──────── Text excerpt

What Justin E. H. Smith perceives as the younger generation’s parochial attitude toward art [“My Generation,” Essay, September] is in fact a healthy skepticism regarding claims about universalism and anything as facile as “human liberation.” Millennials and Gen Z-ers take it upon themselves to ask, “liberation for whom?” They recognize the violence of any work of art that lays claim to a totalizing ethos. The young people I know are more concerned with the liberation struggles of real people than they are with cultural posturing in a world where morality and artistic purity have evaporated into the thin air of late-stage capitalism.

Aside from a brief mention of Run-D.M.C., Smith writes as though hip-hop—the most important cultural form to emerge from the Eighties and Nineties—never happened, as though Siouxsie Sioux, Polly Jean Harvey, and Lauryn Hill never electrified a generation of women, and as though the members of De La Soul had nothing more nuanced to offer. After all, this was the rap group that declined to use the N-word, wrote album after album about their complicated relationship with mainstream hip-hop and the record industry, and were sued by former members of the Turtles for copyright infringement. (The latter both bankrupted the band and ended an era of creative freedom for a generation of sampling artists.) No wonder Smith thinks that “we” knew better than to mix politics and art; he has omitted in his history anyone who would say anything to the contrary.

────────────────

• _The request_: In the letter responding to the essay "My Generation" above, who sued De La Soul for copyright infringement?

──────── Dataset excerpts

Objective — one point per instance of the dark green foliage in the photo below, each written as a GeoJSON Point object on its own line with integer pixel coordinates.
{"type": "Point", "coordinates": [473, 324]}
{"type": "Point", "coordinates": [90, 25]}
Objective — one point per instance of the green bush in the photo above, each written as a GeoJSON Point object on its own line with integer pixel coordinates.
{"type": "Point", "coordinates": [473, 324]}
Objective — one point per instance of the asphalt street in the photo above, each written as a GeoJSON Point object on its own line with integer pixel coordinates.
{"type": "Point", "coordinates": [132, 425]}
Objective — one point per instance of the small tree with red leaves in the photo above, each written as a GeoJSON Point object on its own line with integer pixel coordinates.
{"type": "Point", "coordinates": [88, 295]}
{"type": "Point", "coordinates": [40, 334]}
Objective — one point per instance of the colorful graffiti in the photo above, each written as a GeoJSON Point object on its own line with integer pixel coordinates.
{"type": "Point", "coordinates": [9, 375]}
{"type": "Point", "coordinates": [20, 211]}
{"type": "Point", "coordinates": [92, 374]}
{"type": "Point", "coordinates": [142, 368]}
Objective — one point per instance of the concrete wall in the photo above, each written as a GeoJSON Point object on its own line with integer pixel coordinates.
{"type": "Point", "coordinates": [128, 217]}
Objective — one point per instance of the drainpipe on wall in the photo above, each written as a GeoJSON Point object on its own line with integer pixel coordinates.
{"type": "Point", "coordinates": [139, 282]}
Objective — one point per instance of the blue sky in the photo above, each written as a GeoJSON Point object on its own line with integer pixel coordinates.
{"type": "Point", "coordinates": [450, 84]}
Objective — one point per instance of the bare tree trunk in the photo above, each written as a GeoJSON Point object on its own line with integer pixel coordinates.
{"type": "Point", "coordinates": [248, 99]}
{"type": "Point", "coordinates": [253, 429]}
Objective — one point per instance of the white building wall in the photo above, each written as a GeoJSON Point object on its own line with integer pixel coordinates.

────────────────

• _Finished task_: Former members of the Turtles.